- Opening Delimiter -

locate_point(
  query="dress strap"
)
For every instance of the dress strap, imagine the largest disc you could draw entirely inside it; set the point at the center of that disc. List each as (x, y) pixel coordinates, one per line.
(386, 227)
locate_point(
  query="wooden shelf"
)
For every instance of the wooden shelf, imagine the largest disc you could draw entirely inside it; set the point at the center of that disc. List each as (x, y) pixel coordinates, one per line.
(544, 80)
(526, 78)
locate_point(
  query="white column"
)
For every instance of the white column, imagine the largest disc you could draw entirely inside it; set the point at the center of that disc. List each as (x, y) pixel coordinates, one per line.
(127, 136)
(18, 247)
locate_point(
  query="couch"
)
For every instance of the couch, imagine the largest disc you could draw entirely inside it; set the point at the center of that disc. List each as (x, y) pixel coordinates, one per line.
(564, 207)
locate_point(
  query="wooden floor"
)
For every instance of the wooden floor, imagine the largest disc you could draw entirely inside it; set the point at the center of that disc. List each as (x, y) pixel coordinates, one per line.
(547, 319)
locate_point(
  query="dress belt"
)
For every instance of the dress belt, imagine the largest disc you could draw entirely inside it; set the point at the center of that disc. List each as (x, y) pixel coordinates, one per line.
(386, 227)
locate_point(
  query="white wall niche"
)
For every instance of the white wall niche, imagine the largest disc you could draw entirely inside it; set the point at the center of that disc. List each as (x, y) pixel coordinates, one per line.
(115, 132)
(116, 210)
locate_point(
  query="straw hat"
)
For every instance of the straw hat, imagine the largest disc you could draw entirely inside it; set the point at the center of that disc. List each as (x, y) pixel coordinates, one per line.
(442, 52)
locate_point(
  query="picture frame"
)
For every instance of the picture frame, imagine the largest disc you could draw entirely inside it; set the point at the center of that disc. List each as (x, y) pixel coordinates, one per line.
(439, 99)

- Closing Delimiter -

Line by line, print the records above exactly as they stand.

*REPLY TO THE EXERCISE:*
locate_point(
  query="dress strap"
)
For every instance of the dress strap, imagine the largest disc you could draw entirely inside it; set the point at the center of that disc. List each as (x, y) pixel coordinates, one per line.
(386, 227)
locate_point(
  query="wooden shelf"
)
For every instance of the wooden shelf, imagine the largest disc you could draw entirely inside it; set the point at the center of that disc. List each as (x, y) pixel coordinates, one per line.
(544, 80)
(526, 78)
locate_point(
  query="white column"
)
For every instance of the white column, imagine the largest disc you could draw entirely inside it; set the point at the center of that disc. List each as (x, y) pixel coordinates, one per line.
(127, 136)
(18, 247)
locate_point(
  query="couch"
)
For every instance of the couch, imagine the largest disc you could draw entirely inside it; set the point at the center of that disc. List each as (x, y) pixel coordinates, one per line.
(564, 207)
locate_point(
  query="wooden floor"
)
For every instance of the wooden floor, imagine the largest disc you could draw entirely inside it; set the point at the center of that disc. List each as (x, y) pixel coordinates, one per line.
(547, 319)
locate_point(
  query="dress belt"
)
For every instance of the dress belt, imagine the largest disc you could draw entirely inside it; set the point at the center of that disc. List each as (x, y) pixel coordinates, one per line.
(386, 227)
locate_point(
  query="white wall niche"
)
For every instance of the white wall niche, imagine the largest disc you could draw entirely inside it; set the point at the center of that disc. List each as (x, y) pixel coordinates, one per line.
(115, 132)
(116, 210)
locate_point(
  query="straw hat"
)
For every instance of the straw hat, imagine the largest disc you could draw entirely inside it; set the point at the center of that disc. List each as (x, y) pixel coordinates, one per line.
(442, 52)
locate_point(
  query="picture frame"
)
For every instance of the picture frame, imagine the largest disc you could draw entirely inside it; set the point at the center of that disc. List each as (x, y) pixel coordinates, one per line.
(439, 99)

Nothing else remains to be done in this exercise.